IT MIGHT BE FANTASY, BUT I’D RATHER BE ON VACATION
I am having a very hard time this year getting focused on what races I want to do this year because I’m thinking a little part of me wants to do none. And that for me is a first in over 20 years. For the first time since I started running back in 1988, I do not have a full year agenda for running or triathlons.
Part of it is, I am sure, all the mandatory training I did last year. And while some of the benefits of that should have carried over to the new year, the motivational part did not. Its not that I’m not motivated to stay in shape or work out. Its just that I do not have a goal race or races I am working towards. I’ve reached all my athletic goals except qualifying for Boston, but I’m not sure that will ever happen. I’m okay with that mostly, but a small part of me feels guilty too, like I should be using all that newly acquired iron power to excel over last year.
But I’ve also reached a different stage in my life, to a point where I want to enjoy each day and not feel pressured to train just because I hastily signed up for a race that I probably wanted to do but wished I didn’t have to specifically train for.
Its truly hard to break old habits, especially ones that have been over 20 years in the making, so I still work out most days—now because I want to. I enjoy the brief encounters on Facebook also, meaning I can still keep up with everyone’s accomplishments on a regular basis but am not necessarily compelled to blog about my daily routine.

◆ Recorded data ◆

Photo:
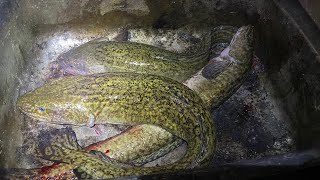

◆ Task list ◆
• A. According to the post about stepping back from racing, in what year did the writer start running?
• B. Repeat the post about stepping back from racing word for word from "IT MIGHT BE" to "running or triathlons.".

◆ Per-task outputs ◆
• A. 1988

• B.
IT MIGHT BE FANTASY, BUT I’D RATHER BE ON VACATION
I am having a very hard time this year getting focused on what races I want to do this year because I’m thinking a little part of me wants to do none. And that for me is a first in over 20 years. For the first time since I started running back in 1988, I do not have a full year agenda for running or triathlons.